FYI, all of the pulleys are double similar to the one shown, but I totally understand your point and should focus on the alignment of the belt, not the pulley although the pulley alignment (twist) is also something to be reviewed.

Really appreciate your input.

Paul
Paul & Peggy
1987 C34 Tall Rig Fin Keel - Hull # 463

See you out on the water

Engine:M25XP

Ron Hill

Paul : Sorry, the instructions that I gave were for a single pulley, as I didn't realize that you had a double pulley!! 
You should follow Mainsails instructions or
you could go to Balmar (Looks like you have a Balmar alternator?) and purchase a single pulley.  Then with a single pulley you can play around with spacers/washers to gain the correct alignment. 
I say go to a single pulley also because you might be running into problems if that double pulley on the alternator moved FWD starts to touch the steps?!?

A few thoughts
Ron, Apache #788

mainesail

#14
Quote from: Ron Hill on April 02, 2017, 01:02:03 PM
Paul : Sorry, the instructions that I gave were for a single pulley, as I didn't realize that you had a double pulley!! 
You should follow Mainsails instructions or
you could go to Balmar (Looks like you have a Balmar alternator?) and purchase a single pulley.  Then with a single pulley you can play around with spacers/washers to gain the correct alignment. 
I say go to a single pulley also because you might be running into problems if that double pulley on the alternator moved FWD starts to touch the steps?!?

# [STATED GOAL]
Copy the forum thread on alternator pulley alignment word for word, starting at "FYI, all of" and ending at "to be reviewed.".

# [SOURCE EXCERPT]
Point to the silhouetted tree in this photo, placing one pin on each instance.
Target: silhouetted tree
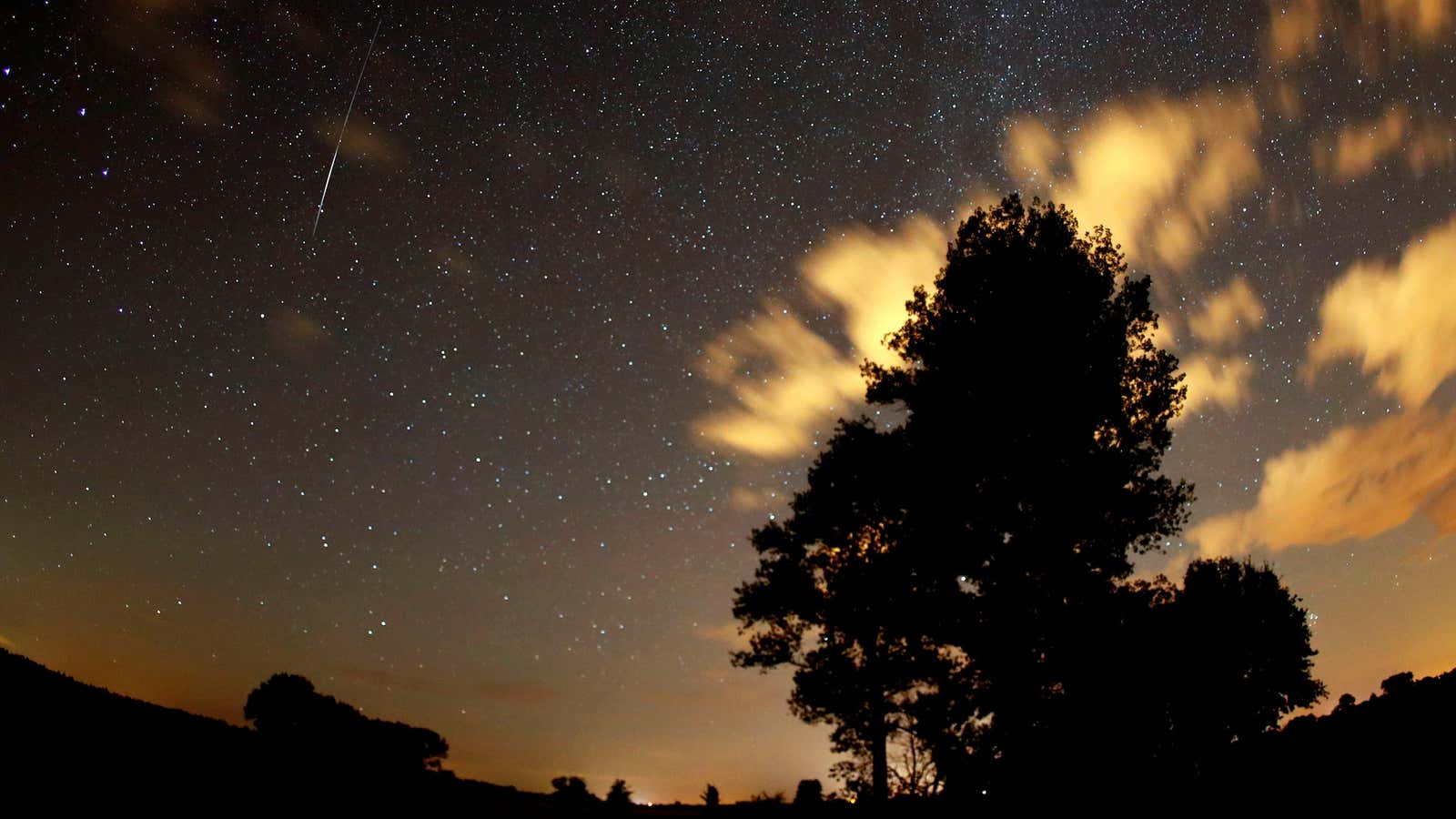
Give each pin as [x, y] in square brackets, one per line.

# [WRITTEN RESPONSE]
FYI, all of the pulleys are double similar to the one shown, but I totally understand your point and should focus on the alignment of the belt, not the pulley although the pulley alignment (twist) is also something to be reviewed.